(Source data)
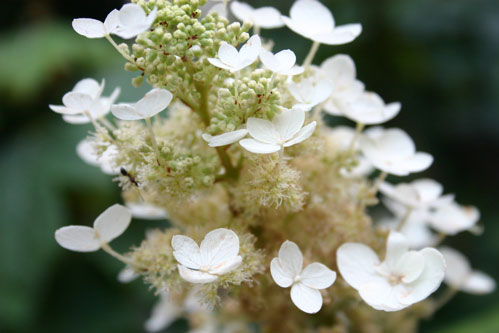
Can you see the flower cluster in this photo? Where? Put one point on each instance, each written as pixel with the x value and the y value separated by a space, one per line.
pixel 242 164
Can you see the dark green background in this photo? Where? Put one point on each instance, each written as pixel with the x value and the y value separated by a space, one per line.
pixel 440 58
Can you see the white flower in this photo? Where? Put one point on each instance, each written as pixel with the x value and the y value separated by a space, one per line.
pixel 341 72
pixel 368 109
pixel 146 211
pixel 287 271
pixel 282 62
pixel 233 60
pixel 85 99
pixel 309 93
pixel 86 151
pixel 460 276
pixel 216 256
pixel 314 21
pixel 393 151
pixel 153 102
pixel 419 194
pixel 264 17
pixel 285 130
pixel 225 138
pixel 451 218
pixel 127 275
pixel 402 279
pixel 108 226
pixel 341 137
pixel 128 22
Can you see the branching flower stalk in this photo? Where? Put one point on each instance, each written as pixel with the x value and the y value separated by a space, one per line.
pixel 261 195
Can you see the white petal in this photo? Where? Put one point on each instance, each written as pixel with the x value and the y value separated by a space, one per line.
pixel 89 28
pixel 267 18
pixel 396 246
pixel 154 102
pixel 318 276
pixel 186 251
pixel 112 21
pixel 257 147
pixel 290 258
pixel 429 281
pixel 60 109
pixel 226 266
pixel 112 222
pixel 226 138
pixel 288 123
pixel 263 130
pixel 340 35
pixel 77 238
pixel 218 247
pixel 281 275
pixel 127 275
pixel 302 135
pixel 479 283
pixel 356 263
pixel 228 55
pixel 77 102
pixel 311 17
pixel 195 276
pixel 306 299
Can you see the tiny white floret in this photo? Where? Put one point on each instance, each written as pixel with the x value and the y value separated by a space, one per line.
pixel 231 59
pixel 314 21
pixel 285 130
pixel 217 255
pixel 393 151
pixel 153 102
pixel 287 271
pixel 404 277
pixel 108 226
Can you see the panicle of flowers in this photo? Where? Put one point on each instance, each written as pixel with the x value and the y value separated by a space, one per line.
pixel 229 145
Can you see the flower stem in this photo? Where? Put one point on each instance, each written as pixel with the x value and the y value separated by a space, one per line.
pixel 311 54
pixel 153 138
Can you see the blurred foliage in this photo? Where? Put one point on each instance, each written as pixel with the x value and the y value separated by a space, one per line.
pixel 439 57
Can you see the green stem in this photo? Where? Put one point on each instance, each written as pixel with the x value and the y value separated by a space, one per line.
pixel 311 54
pixel 153 138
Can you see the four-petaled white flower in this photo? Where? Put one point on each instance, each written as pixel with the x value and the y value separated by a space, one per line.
pixel 217 255
pixel 368 109
pixel 146 211
pixel 85 100
pixel 128 22
pixel 86 151
pixel 264 17
pixel 314 21
pixel 282 62
pixel 285 130
pixel 393 151
pixel 451 218
pixel 341 72
pixel 309 93
pixel 232 60
pixel 108 226
pixel 287 271
pixel 225 138
pixel 459 274
pixel 405 277
pixel 153 102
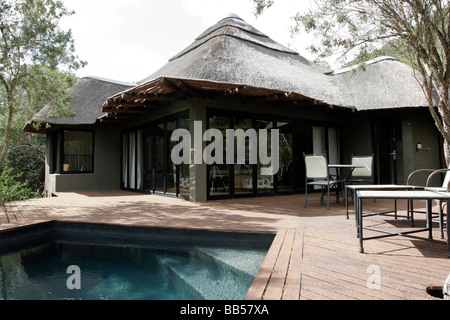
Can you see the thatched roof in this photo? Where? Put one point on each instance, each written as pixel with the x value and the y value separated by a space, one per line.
pixel 233 52
pixel 88 95
pixel 233 58
pixel 385 83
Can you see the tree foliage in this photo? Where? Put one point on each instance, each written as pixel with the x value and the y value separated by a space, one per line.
pixel 33 51
pixel 417 30
pixel 32 46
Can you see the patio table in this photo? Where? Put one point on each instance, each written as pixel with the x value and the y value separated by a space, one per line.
pixel 428 196
pixel 379 187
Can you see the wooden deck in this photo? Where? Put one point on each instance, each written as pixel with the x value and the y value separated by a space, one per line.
pixel 314 255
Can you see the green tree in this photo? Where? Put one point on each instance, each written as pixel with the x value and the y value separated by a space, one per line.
pixel 32 48
pixel 417 30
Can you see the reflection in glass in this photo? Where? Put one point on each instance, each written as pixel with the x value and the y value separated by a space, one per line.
pixel 243 172
pixel 264 183
pixel 218 179
pixel 286 154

Task to complete — Convert all of the material above into a numbered list, skipping any blank lines and leaving out the pictures.

Full response —
1. Can you see the flower cluster in this photo? Where? Put one point on each instance, each written as pixel with the x value and the y value separated by a space, one per line.
2. pixel 242 164
3. Can you see the dark green background in this photo? Where? Put one point on each instance, each written as pixel with the x value and the y value separated by a space, one per line.
4. pixel 440 58
5. Can you see the white flower in this photo? Where? Put one point on each instance, each written as pixel with the x value and the y value separated by a space, one per line.
6. pixel 341 72
7. pixel 368 109
8. pixel 146 211
9. pixel 287 271
10. pixel 282 62
11. pixel 233 60
12. pixel 85 99
13. pixel 309 93
14. pixel 86 151
15. pixel 460 276
16. pixel 216 256
17. pixel 314 21
18. pixel 393 151
19. pixel 153 102
20. pixel 419 194
21. pixel 264 17
22. pixel 285 130
23. pixel 225 138
24. pixel 451 218
25. pixel 127 275
26. pixel 402 279
27. pixel 108 226
28. pixel 341 137
29. pixel 128 22
30. Can you see the branching flower stalk in this photo? Where? Put one point on each instance, each written as pixel with the x value and the y value separated by a space, one per line.
31. pixel 261 195
32. Can you see the white petal in this photo? Where? Put one point on each instance, each written as pixel with the x value and the y value separated by a space, one per line.
33. pixel 89 28
34. pixel 267 18
35. pixel 396 246
36. pixel 154 102
37. pixel 318 276
38. pixel 186 251
39. pixel 112 21
40. pixel 257 147
41. pixel 290 258
42. pixel 429 281
43. pixel 60 109
44. pixel 226 266
45. pixel 112 222
46. pixel 226 138
47. pixel 288 123
48. pixel 263 130
49. pixel 340 35
50. pixel 77 238
51. pixel 218 247
52. pixel 281 275
53. pixel 127 275
54. pixel 302 135
55. pixel 479 283
56. pixel 356 263
57. pixel 228 55
58. pixel 77 102
59. pixel 311 17
60. pixel 195 276
61. pixel 306 299
62. Can you see the tiny white floret in this photo? Where? Put one point on each instance, each written as pixel with the x value and the y value separated by a space, one per line.
63. pixel 231 59
64. pixel 314 21
65. pixel 285 130
66. pixel 217 255
67. pixel 393 151
68. pixel 153 102
69. pixel 287 271
70. pixel 404 277
71. pixel 108 226
72. Can you see the panicle of flowers in this photo? Where? Put one point on each instance, each written as pixel with the x value and the y value separated by a space, one per line.
73. pixel 229 145
74. Can you see the flower stem in this photo? Where? Put one point on each instance, each written as pixel with the x value and the y value separated by a space, one per line.
75. pixel 311 54
76. pixel 153 138
77. Can you see the blurred foliage in this photo? Where? Put one point on each instance, each written as pixel with the x value and the y value separated by a space, one per line.
78. pixel 439 57
79. Can you see the green stem in this photo? Where? Put one point on each instance, each written as pixel with the x value and the y value separated by a space, one per line.
80. pixel 311 54
81. pixel 153 138
82. Can you see the four-petaled white flower in this photo? Where? Put one point on each instance, each written as pixel with the x value and the y value separated by a space, one per line.
83. pixel 217 255
84. pixel 368 109
85. pixel 146 211
86. pixel 85 100
87. pixel 128 22
88. pixel 86 151
89. pixel 264 17
90. pixel 314 21
91. pixel 282 62
92. pixel 285 130
93. pixel 393 151
94. pixel 451 218
95. pixel 341 72
96. pixel 309 93
97. pixel 232 60
98. pixel 108 226
99. pixel 287 271
100. pixel 225 138
101. pixel 459 274
102. pixel 405 277
103. pixel 153 102
104. Can you see the thatched roof in this photo? Where? Put one point on each instance, each written as pixel with the x value and the y value separated by a space, one per line.
105. pixel 233 52
106. pixel 88 95
107. pixel 233 58
108. pixel 385 83
109. Can you see the tree foliage in this photo? Where? Put one point on each instance, each written as pixel with the x value and the y value separated by a space, one per line.
110. pixel 33 51
111. pixel 417 30
112. pixel 32 46
113. Can you see the patio table in this photo? Where? Put one point on each instance, each written as pixel with the x value and the y value separated by a space, one per line.
114. pixel 428 196
115. pixel 379 187
116. Can you see the wooden deck in this photo? Where? Put one point on each instance, each written as pixel with the x value and the y value separated by a space, one per line.
117. pixel 314 255
118. Can you see the green tree in this photo? Where? Put one point on each instance, each written as pixel with the x value and the y value separated by a space, one per line.
119. pixel 32 48
120. pixel 417 30
121. Can you see the reflection in glass in this photo? Where? Put one point on each instance, each written as pixel with the x value and the y value separated by a space, one per line.
122. pixel 243 172
123. pixel 264 183
124. pixel 218 179
125. pixel 286 154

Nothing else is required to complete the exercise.